Quote the records below word for word, beginning at the line that contains "Reviewer note: every instance of the wooden shaft" and stopping after the last line of the records.

^^^^^^^^^^^^^^^^

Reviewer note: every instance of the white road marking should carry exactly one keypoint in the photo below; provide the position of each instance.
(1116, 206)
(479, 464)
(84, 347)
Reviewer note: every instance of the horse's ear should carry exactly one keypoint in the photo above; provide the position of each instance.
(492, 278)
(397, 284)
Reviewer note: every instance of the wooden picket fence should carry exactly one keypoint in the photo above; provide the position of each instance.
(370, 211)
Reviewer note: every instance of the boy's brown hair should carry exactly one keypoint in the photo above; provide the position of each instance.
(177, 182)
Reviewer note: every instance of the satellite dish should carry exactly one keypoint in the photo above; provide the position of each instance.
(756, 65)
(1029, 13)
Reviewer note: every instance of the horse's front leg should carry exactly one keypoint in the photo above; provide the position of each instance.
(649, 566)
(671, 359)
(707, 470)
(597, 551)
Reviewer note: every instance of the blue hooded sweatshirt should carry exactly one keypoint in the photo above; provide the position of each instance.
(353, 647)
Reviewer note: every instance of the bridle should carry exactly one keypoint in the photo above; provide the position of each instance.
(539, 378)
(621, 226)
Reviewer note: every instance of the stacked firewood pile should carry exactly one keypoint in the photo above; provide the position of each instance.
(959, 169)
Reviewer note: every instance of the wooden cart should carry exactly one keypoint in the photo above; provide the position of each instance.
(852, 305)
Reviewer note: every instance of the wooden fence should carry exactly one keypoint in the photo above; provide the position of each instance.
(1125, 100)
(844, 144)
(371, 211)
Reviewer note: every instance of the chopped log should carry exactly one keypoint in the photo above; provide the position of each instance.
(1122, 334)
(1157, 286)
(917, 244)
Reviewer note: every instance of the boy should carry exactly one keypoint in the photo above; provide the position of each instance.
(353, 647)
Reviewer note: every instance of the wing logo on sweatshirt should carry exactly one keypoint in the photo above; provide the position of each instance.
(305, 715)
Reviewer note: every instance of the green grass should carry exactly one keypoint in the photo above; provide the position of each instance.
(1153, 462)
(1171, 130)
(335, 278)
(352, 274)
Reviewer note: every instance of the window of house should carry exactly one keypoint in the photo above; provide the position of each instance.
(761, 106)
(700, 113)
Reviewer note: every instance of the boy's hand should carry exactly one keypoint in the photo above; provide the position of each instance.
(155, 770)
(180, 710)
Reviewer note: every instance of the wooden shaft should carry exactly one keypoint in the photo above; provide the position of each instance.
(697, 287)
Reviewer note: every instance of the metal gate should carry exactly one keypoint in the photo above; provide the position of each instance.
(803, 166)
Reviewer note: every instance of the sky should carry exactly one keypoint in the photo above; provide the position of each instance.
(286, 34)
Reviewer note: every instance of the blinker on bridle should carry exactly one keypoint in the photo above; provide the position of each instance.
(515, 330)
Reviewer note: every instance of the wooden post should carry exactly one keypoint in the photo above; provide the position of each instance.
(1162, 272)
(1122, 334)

^^^^^^^^^^^^^^^^

_Result_
Reviewer note: every instance of the wooden shaft should carry exactly one keypoint in the photo above; provide the position of each instance.
(697, 287)
Reviewer note: every instance of the metal gate should carry exactly one keypoint in the photo above; provide the position of each instance.
(803, 166)
Reviewer note: every instance of the sky should carry exactly one keypoint in the photo above; provide the position of each instance.
(286, 34)
Reviewer note: every instance of the blinker on bridle should carry exactly one keypoint in the photo above; provide the position of each instance.
(515, 330)
Reviewer note: every instance of the wooden post should carry exactly one keypoint in the photo above; provide the position of each instance.
(1162, 272)
(1122, 334)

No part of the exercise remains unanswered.